Work instructions:
Give again, word for word, only the lines from the one containing "the flower petal." through the final line.

#####

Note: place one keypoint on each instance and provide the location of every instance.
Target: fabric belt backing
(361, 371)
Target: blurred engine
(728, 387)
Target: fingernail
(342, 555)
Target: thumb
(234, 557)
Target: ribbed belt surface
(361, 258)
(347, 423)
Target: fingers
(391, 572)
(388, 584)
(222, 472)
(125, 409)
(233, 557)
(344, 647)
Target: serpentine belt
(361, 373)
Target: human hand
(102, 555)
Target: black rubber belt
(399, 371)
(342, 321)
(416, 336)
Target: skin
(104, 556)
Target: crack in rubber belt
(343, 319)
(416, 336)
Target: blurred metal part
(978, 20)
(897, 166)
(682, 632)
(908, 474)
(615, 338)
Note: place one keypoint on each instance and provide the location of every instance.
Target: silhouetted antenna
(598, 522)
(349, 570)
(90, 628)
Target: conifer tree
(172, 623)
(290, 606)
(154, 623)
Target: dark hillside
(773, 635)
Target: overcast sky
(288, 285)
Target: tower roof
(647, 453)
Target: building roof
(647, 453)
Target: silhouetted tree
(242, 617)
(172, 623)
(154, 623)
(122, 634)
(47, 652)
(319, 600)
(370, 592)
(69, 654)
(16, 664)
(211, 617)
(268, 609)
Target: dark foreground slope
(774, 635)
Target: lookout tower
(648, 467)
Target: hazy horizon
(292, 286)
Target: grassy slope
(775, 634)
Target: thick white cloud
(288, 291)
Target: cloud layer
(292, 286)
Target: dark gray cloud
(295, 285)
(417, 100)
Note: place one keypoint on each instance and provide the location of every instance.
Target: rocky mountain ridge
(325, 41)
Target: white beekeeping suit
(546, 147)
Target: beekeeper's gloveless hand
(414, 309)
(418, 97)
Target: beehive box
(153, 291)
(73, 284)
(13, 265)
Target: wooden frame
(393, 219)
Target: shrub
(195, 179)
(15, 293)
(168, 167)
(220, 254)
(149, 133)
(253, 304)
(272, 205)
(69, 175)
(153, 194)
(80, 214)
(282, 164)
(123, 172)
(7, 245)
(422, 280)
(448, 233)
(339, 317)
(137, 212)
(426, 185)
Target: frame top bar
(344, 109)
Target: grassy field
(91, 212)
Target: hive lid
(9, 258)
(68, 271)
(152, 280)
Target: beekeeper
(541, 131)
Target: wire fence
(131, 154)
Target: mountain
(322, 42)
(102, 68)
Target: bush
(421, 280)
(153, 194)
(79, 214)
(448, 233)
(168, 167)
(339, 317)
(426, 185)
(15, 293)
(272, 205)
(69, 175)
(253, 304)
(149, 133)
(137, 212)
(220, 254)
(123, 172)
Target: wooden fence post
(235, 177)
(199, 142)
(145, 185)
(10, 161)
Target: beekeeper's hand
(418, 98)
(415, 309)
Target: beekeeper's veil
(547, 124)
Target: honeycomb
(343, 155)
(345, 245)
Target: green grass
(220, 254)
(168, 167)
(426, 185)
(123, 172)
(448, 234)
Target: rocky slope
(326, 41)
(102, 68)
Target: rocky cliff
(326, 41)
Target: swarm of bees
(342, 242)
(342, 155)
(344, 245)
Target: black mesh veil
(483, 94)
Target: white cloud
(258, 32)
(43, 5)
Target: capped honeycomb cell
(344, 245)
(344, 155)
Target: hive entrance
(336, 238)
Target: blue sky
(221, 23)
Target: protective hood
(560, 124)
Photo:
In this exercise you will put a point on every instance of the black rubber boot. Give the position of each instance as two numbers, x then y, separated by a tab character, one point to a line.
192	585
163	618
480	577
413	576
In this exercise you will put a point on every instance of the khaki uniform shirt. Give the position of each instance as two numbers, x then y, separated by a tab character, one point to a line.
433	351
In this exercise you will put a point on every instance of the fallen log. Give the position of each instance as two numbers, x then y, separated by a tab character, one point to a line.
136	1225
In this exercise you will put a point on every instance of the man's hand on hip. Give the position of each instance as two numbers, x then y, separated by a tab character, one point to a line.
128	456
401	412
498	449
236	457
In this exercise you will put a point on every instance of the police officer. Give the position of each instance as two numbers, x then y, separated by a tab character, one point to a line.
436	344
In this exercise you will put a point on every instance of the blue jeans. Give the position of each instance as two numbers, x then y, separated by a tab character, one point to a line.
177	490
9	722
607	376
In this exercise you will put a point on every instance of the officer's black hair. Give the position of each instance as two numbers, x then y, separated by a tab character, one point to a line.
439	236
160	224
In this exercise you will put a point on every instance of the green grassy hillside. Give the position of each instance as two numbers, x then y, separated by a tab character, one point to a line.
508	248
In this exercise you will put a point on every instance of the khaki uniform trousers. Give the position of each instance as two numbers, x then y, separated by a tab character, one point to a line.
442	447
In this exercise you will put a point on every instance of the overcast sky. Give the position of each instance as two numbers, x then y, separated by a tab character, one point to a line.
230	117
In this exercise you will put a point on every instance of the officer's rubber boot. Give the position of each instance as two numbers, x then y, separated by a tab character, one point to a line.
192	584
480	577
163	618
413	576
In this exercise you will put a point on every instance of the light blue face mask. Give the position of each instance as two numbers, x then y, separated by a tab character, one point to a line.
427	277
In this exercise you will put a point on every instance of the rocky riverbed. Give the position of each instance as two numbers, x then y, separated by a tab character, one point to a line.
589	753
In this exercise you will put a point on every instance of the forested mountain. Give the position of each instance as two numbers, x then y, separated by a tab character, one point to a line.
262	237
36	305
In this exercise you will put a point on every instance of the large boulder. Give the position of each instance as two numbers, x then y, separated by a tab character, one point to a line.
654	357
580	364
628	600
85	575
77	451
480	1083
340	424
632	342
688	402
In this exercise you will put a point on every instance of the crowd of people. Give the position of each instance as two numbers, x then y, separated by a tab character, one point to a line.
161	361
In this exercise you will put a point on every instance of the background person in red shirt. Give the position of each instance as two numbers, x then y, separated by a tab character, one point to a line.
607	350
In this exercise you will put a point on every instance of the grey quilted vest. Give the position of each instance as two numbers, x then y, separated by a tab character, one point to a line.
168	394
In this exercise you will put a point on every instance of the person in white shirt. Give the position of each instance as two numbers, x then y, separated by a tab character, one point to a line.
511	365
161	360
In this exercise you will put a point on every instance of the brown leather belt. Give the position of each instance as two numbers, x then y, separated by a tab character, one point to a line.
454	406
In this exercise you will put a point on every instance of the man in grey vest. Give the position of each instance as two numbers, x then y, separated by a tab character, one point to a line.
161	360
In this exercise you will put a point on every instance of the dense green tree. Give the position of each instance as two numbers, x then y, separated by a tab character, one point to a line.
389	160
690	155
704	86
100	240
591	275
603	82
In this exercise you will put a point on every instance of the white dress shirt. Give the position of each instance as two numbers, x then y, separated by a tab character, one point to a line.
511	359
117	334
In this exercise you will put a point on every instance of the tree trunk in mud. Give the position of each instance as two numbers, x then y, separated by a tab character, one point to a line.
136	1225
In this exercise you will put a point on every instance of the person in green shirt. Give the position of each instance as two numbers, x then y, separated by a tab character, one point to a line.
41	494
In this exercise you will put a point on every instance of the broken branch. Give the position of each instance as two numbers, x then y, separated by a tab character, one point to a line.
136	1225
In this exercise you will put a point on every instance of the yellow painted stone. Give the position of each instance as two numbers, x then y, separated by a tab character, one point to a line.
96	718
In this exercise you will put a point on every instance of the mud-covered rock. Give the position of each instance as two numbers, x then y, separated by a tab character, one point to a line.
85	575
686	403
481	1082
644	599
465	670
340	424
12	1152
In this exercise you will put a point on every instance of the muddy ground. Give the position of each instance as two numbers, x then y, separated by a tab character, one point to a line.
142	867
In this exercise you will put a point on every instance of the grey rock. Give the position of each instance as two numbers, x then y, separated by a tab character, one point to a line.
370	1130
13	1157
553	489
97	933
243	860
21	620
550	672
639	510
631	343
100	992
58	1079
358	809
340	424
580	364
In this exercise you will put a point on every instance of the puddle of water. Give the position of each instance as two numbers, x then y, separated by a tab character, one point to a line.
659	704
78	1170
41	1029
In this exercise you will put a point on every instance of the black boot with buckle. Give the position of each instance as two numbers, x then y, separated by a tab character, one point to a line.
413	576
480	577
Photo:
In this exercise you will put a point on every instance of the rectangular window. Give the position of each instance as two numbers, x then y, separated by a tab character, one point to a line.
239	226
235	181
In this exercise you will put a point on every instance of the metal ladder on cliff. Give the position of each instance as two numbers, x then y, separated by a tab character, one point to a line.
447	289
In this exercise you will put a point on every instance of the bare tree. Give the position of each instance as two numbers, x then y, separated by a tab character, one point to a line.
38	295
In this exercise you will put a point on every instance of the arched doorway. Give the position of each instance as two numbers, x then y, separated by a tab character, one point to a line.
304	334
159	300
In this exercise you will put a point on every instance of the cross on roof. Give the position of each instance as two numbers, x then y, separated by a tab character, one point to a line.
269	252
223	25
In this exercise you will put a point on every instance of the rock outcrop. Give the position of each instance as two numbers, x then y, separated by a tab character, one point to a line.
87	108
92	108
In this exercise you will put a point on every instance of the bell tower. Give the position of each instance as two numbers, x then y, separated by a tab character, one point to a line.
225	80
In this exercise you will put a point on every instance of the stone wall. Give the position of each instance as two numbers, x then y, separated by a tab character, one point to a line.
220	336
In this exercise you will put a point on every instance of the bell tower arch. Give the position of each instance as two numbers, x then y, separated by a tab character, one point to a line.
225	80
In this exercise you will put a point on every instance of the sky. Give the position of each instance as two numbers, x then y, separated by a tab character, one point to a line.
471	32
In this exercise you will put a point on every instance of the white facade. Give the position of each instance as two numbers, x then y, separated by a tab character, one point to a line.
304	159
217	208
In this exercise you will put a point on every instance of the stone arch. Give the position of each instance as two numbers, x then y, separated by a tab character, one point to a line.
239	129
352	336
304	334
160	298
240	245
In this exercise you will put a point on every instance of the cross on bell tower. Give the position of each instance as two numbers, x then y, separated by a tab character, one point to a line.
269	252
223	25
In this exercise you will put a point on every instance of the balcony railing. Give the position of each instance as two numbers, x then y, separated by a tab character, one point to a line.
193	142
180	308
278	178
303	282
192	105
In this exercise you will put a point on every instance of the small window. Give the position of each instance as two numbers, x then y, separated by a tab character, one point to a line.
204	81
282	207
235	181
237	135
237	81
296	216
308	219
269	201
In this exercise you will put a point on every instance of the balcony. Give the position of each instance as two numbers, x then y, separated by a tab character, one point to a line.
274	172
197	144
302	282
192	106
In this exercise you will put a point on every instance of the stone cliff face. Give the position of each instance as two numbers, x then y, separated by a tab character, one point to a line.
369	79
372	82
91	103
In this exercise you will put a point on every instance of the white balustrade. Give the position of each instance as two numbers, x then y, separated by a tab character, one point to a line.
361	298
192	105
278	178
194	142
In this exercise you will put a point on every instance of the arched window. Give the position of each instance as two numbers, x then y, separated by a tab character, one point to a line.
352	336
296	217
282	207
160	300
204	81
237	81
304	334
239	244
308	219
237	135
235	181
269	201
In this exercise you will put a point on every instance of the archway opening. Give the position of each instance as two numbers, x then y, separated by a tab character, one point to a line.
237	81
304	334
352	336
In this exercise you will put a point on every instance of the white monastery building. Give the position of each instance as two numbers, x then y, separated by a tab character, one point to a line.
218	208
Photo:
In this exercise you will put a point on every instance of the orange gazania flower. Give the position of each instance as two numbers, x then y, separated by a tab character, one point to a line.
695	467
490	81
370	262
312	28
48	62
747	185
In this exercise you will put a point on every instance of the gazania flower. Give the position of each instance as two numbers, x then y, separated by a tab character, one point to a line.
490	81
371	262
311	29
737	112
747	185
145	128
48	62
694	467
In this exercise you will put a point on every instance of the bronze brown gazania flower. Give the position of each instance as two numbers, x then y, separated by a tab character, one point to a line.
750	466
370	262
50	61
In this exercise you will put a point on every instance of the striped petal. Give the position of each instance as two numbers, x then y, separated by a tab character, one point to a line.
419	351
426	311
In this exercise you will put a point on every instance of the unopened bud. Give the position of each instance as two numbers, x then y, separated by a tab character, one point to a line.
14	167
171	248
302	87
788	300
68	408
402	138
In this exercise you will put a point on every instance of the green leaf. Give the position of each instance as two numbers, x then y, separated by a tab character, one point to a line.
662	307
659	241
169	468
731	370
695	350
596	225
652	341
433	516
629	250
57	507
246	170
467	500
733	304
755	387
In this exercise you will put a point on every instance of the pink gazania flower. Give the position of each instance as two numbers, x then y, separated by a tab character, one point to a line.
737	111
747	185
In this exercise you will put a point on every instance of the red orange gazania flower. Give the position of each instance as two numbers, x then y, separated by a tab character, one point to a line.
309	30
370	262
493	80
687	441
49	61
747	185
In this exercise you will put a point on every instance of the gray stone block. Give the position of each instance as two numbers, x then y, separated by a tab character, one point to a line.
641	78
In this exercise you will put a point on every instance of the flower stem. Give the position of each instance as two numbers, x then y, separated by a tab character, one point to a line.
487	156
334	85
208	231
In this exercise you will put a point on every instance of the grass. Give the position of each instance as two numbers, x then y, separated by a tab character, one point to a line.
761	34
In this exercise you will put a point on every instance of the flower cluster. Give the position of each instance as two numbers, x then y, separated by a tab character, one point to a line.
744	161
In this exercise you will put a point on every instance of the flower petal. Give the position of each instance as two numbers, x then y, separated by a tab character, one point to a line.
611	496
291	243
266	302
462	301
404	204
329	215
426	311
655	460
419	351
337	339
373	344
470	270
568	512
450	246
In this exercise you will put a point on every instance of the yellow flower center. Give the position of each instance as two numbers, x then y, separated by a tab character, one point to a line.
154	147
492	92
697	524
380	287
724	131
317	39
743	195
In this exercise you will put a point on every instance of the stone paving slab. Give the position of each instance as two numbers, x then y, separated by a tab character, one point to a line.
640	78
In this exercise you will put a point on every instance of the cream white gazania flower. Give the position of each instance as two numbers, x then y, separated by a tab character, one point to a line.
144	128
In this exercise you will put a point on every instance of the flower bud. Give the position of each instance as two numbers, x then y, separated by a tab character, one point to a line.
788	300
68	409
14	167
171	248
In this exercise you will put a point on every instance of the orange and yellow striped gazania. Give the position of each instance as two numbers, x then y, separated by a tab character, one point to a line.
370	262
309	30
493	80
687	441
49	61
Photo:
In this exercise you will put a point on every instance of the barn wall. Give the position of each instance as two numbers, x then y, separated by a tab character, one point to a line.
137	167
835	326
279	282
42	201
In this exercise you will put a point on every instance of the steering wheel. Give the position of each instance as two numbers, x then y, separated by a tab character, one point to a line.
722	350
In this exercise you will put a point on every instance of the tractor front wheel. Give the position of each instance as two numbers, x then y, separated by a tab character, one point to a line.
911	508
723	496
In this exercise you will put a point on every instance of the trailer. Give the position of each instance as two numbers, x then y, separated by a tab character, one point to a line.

#####

Result of this exercise:
In this exercise you will put a point on every instance of the flower petal. Give the position of each instance as two numbers, x then y, separated by a tab character, one point to a line.
611	496
291	243
266	302
462	301
404	204
329	215
426	311
655	460
419	351
337	339
373	344
470	270
568	512
450	246
In this exercise you will put a point on every instance of the yellow flower center. Give the position of each instance as two numbers, x then y, separated by a tab character, one point to a line.
154	147
492	92
697	524
380	287
724	131
317	39
743	195
In this exercise you will put a point on every instance of the stone paving slab. Give the position of each instance as two numbers, x then y, separated by a tab character, one point to a line.
640	78
In this exercise you will put a point on every instance of the cream white gazania flower. Give the position of each instance as two numbers, x then y, separated by a tab character, one point to a line.
144	128
In this exercise you will put a point on every instance of the flower bud. Give the position of each instance as two numbers, x then y, separated by a tab character, one point to a line.
788	300
68	409
14	167
171	248
In this exercise you will put a point on every instance of the orange and yellow striped gazania. Give the position of each instance as two numbers, x then y, separated by a tab character, one point to a line.
370	262
309	30
493	80
687	441
49	61
Photo:
In this exercise you will put a point on every instance of the barn wall. Give the position of each instance as two numbers, x then y, separated by a tab character, one point to a line.
137	167
835	326
279	282
42	201
In this exercise you will put a point on every instance of the steering wheel. Give the position of each instance as two numbers, x then y, separated by a tab character, one point to a line.
722	350
In this exercise you will put a point on every instance of the tractor front wheel. Give the position of each instance as two numbers, x then y, separated by a tab character, one point to a line.
911	508
723	496
In this exercise you will put a point on every instance of the trailer. Give the position of each instance as two numbers, x then y, separated by a tab character, one point to a line.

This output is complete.